Senin, 24 November 2014

IMAM AL-GHAZALI, HUJJAH AL-ISLAM

Karya Imam Al-Ghazali tidak hanya mendahului zamannya, tetapi juga melampui pengetahuan kontemporer mengenai masalah-masalah tersebut. Pada waktu opini disampaikan secara tertulis, dipisahkan apakah indoktrinasi (jelas maupun terselubung) diinginkan atau sebaliknya, juga apakah mutlak atau tidak.

Imam Al-Ghazali tidak hanya menjelaskan apakah orang-orang yang menciptakan kepercayaan, kemungkinan dalam keadaan terobsesi; dengan jelas ia menyatakan, sesuai dengan prinsip-prinsip Sufi, bahwa hal itu bukannya tidak dapat dielakkan secara mutlak, tetapi menegaskan bahwa hal itu esensial untuk manusia agar dapat mengenalinya.

Buku-bukunya dibakar oleh kaum fanatik Mediteranian dari Spanyol sampai Syria. Sekarang ini memang tidak dilempar ke dalam api, tetapi pengaruhnya, kecuali diantara kaum Sufi, mulai melemah; buku-buku tersebut tidak lagi banyak dibaca.

Menurutnya, perbedaan antara opini dan pengetahuan adalah sesuatu yang dapat hilang dengan mudah. Ketika hal ini terjadi, merupakan kewajiban atas mereka yang mengetahui perbedaan tersebut untuk menjelaskannya sebisa mungkin.

Kendati penemuan-penemuan, psikologi dan ilmu pengetahuan Imam Al-Ghazali, dihargai secara luas oleh bermacam kalangan akademis, tetapi tidak diperhatikan sebagaimana mestinya, karena ia (Al-Ghazali) secara spesifik menyangkal metode ilmiah atau logika sebagai sumber asli atau awal. Ia berada pada pengetahuannya melalui pendidikan Sufismenya, diantara kaum Sufi, dan melalui bentuk pemahaman langsung tentang kebenaran yang sama sekali tidak berhubungan dengan intelektual secara mekanis.
--*--
* YANG DIKERJAKAN
A – Ringkas teks tentang Imam Al-Ghazali dalam dua kalimat.
B – Menurut teks tentang Imam Al-Ghazali, siapa yang membakar buku-bukunya?
C – Lanjutkan teks tentang Imam Al-Ghazali mulai setelah kalimat terakhirnya.

* DATA YANG DITAMPILKAN
--*--
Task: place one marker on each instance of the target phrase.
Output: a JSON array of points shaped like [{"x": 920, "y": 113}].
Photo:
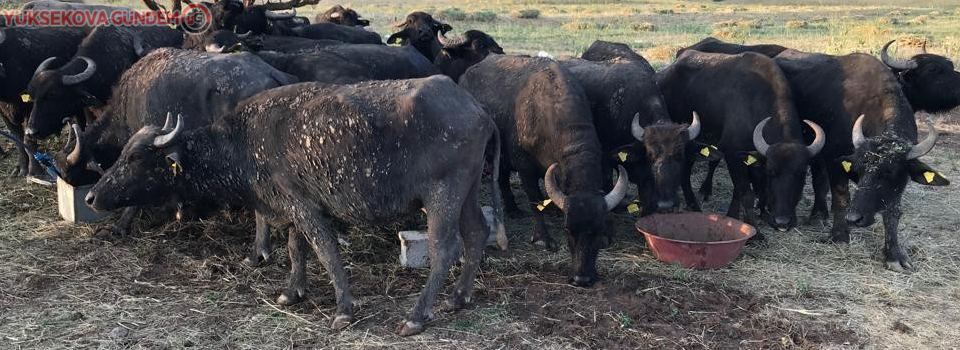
--*--
* JAWABAN
A – Karya Imam Al-Ghazali mendahului zamannya, tetapi buku-bukunya pernah dibakar kaum fanatik Mediteranian dari Spanyol sampai Syria dan kini tidak lagi banyak dibaca, kecuali di kalangan Sufi. Penemuannya dihargai luas oleh kalangan akademis, tetapi kurang diperhatikan karena ia menyangkal metode ilmiah atau logika sebagai sumber asli dan memperoleh pengetahuannya melalui pendidikan Sufi serta pemahaman langsung tentang kebenaran.

B – Kaum fanatik Mediteranian dari Spanyol sampai Syria.

C –
Tentu saja, hal ini membuatnya berada di luar lingkaran kalangan ilmuwan. Apa yang lebih menimbulkan penasaran adalah bahwa temuan-temuannya begitu menakjubkan hingga orang akan berpikir, bahwa para penyelidik ingin mengetahui bagaimana dia telah menempuh atau mendapatkannya. 'Mistisisme' dijuluki dengan sebutan yang buruk seperti seekor anjing dalam sebuah peribahasa, jika tidak dapat digantung, setidaknya boleh diabaikan. Ini merupakan ukuran pelajaran psikologi: terimalah penemuan seseorang jika engkau tidak dapat menyangkalnya, sebaliknya abaikan metodenya jika tidak mengikuti keyakinanmu akan metode.

Jika Imam Al-Ghazali tidak menghasilkan karya yang bermanfaat, secara alamiah ia akan dihargai hanya sebagai ahli mistik, dan membuktikan bahwa mistisisme tidak produktif, secara edukatif maupun sosial.

Pengaruh Imam Al-Ghazali pada pemikiran Barat diakui sangat besar dalam semua sisi. Tetapi pengaruh itu sendiri menunjukkan hasil suatu pengondisian; para filsuf Kristen abad pertengahan yang telah banyak mengadopsi gagasan Al-Ghazali secara sangat selektif, sepenuhnya mengabaikan bagian-bagian yang telah memperlakukan kegiatan indoktrinasi mereka.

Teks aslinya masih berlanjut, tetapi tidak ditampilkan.